Problem: What do the lines from the one containing "-- give x and y for each instance of the water" through the end of the entries say? Quote them exactly, and only them.

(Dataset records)
▬▬▬

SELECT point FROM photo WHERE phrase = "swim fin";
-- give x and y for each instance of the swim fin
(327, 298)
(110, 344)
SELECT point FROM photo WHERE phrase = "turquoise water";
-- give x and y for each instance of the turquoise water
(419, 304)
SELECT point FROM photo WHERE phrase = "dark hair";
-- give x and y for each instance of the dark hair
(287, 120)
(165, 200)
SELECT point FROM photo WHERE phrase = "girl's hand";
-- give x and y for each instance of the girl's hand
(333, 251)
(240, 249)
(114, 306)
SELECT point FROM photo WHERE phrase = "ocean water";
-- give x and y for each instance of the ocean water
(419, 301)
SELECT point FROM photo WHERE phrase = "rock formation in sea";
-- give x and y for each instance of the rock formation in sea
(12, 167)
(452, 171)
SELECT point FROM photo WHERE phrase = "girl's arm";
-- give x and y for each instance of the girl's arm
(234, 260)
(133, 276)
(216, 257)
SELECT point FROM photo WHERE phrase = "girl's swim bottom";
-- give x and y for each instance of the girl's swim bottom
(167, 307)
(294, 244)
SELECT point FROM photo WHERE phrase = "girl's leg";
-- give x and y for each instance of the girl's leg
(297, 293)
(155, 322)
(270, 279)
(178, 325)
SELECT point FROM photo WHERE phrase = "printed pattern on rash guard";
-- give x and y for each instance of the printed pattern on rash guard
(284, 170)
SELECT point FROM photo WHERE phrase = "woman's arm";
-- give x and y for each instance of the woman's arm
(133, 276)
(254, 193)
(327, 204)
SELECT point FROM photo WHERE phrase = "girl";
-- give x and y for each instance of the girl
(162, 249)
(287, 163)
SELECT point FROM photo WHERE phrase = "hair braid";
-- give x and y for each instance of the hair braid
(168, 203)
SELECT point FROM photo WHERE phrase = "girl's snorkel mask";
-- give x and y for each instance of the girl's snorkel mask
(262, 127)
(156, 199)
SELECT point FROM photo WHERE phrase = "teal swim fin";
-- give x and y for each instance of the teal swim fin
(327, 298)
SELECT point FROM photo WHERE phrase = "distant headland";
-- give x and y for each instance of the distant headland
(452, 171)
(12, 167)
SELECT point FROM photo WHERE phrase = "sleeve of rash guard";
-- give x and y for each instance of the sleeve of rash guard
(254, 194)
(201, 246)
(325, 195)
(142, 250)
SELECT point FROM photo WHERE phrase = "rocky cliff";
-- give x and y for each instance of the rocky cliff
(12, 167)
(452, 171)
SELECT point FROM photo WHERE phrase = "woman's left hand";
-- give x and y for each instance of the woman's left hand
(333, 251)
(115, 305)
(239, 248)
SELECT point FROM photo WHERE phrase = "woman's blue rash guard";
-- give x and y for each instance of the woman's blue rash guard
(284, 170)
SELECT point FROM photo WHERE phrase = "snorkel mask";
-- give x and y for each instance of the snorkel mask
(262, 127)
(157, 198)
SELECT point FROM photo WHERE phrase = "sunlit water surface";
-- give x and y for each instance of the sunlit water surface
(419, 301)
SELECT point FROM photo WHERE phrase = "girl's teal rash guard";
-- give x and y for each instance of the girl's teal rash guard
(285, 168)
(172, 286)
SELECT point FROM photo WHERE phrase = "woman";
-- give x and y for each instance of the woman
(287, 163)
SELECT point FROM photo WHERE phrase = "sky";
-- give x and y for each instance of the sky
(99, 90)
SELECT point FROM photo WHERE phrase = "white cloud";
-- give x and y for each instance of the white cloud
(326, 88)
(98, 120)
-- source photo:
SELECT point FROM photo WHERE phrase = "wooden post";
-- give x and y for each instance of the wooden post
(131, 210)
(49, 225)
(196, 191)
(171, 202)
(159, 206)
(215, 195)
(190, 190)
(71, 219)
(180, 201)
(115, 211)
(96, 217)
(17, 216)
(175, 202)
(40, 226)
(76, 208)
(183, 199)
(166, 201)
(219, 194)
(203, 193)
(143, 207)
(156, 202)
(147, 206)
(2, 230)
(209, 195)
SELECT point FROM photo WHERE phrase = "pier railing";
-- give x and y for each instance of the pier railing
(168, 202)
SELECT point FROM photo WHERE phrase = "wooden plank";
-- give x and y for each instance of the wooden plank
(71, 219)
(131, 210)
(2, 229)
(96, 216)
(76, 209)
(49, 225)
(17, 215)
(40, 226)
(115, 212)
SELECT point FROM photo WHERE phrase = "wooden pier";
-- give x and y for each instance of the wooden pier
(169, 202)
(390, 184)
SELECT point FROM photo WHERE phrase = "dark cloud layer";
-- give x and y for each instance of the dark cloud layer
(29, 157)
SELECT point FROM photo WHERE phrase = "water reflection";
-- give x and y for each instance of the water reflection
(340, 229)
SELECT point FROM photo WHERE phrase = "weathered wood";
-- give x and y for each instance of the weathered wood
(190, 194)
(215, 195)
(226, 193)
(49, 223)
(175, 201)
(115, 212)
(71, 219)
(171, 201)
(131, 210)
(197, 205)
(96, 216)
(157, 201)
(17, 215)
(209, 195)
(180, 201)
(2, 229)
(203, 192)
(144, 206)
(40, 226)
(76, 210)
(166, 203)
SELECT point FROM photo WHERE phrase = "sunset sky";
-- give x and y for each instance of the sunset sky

▬▬▬

Task solution:
-- give x and y for each instance of the water reflection
(340, 229)
SELECT point FROM photo WHERE phrase = "weathered wood";
-- give x and y for each instance of the weathered wood
(190, 194)
(215, 195)
(226, 193)
(49, 223)
(175, 201)
(115, 212)
(71, 219)
(171, 201)
(131, 210)
(197, 205)
(96, 216)
(157, 201)
(17, 215)
(209, 195)
(180, 201)
(2, 229)
(203, 192)
(144, 206)
(40, 226)
(76, 210)
(166, 203)
SELECT point FROM photo WHERE phrase = "sunset sky";
-- give x and y for each instance of the sunset sky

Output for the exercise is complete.